Write out the records below again, swapping every "pointing benchmark" for "location task" and keeping everything else unchanged.
*** Information given ***
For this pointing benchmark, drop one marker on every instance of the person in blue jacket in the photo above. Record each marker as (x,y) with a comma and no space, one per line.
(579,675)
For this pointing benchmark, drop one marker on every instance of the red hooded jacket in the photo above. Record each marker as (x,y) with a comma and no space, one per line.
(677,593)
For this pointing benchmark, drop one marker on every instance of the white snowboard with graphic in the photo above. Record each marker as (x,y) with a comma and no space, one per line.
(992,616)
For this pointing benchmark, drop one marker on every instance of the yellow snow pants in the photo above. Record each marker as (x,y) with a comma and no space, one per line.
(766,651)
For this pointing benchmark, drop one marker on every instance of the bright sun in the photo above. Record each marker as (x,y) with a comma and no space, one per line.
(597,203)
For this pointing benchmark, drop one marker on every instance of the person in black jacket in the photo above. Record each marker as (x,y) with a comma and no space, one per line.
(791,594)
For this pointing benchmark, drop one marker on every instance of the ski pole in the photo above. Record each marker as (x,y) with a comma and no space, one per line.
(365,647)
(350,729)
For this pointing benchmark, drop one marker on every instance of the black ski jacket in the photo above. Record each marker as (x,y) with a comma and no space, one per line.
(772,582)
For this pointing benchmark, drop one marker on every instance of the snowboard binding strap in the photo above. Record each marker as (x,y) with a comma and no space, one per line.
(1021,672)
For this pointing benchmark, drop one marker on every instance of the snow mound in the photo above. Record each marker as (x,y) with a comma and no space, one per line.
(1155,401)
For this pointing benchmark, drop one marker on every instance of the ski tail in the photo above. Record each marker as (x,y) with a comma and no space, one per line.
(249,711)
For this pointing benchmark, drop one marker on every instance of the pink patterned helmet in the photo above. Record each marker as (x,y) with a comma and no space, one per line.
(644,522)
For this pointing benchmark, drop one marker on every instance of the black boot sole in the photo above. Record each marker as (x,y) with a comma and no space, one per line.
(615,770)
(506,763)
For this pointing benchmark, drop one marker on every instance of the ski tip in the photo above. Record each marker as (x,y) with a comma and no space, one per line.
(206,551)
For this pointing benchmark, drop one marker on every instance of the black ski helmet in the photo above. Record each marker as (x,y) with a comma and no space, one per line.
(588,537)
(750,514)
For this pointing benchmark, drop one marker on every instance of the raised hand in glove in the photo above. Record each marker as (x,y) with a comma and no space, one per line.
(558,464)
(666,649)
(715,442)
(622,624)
***
__Response to the task__:
For this location task, drop one marker on every instance of the person in blue jacket in the photo above. Record each marker as (x,y) with a comma and no space, one per line.
(579,675)
For this location task, drop one marker on every instance of the red hooded jacket in the photo above. Record each marker as (x,y) with a comma and no space, one per line.
(677,593)
For this location task, drop one marker on every instance of the white snowboard with graphic in the photo above. Record each marker as (x,y) with a comma and no space, one per line.
(992,616)
For this location task, drop one marker on every instance of the yellow snow pants in the photo above. Record each marker as (x,y) with a comma and no space, one per line.
(766,651)
For this location task, drop one marker on every instance of the bright sun in the photo above. Record each marker as (x,y) with a comma and no space, one per line.
(597,203)
For this location task, drop one marker on every instance of the person in black jacket in the photo above. Record each marker as (x,y) with a comma and no space, one per line.
(791,594)
For this location task, drop one marker on every instance of the ski pole in the photo above. Record each marker as (x,y) with a comma and no space, one per line.
(365,647)
(350,729)
For this location task, drop one marker on every instance of the black ski jacket in the photo above. Record each marker as (x,y) with a comma and no space, one per line.
(772,582)
For this location task, drop one marker on every instance of the snowboard binding strap in the photo above. Record each marker as (x,y) with a comma and no space, one per line.
(1021,672)
For this location task, drop one marker on every instance of the snow mound in the photo above. Record each marker as (x,y) with a comma and no space, one per line.
(1155,401)
For this location task, drop one marker on every instance of the ski tail in the photo above. Record each marker as (x,y) with a comma and no space, one per line.
(249,711)
For this location task, drop one marker on every instance of the pink patterned helmet in the photo above. Record each marker as (x,y) with a comma and no space, one per line.
(644,522)
For this location task, drop one marker on every instance of the black boot sole in the photo above. Record each marker as (x,y) with a comma and no space, one per line.
(615,770)
(506,763)
For this location task, drop one marker on every instance of the ski tip in the photo above. Record each marker as (x,y) with a comma and no space, one per line.
(206,551)
For this location task, drop one marker on every instance of the black ski helmet in the photo above. Record each marker as (x,y) with a comma and no space, one per line.
(588,537)
(750,514)
For this location task, drop one marker on every instance of the raised hand in glove in the photo above. Record each marker as (x,y) with a comma and no space, one per line.
(558,464)
(666,649)
(715,442)
(622,624)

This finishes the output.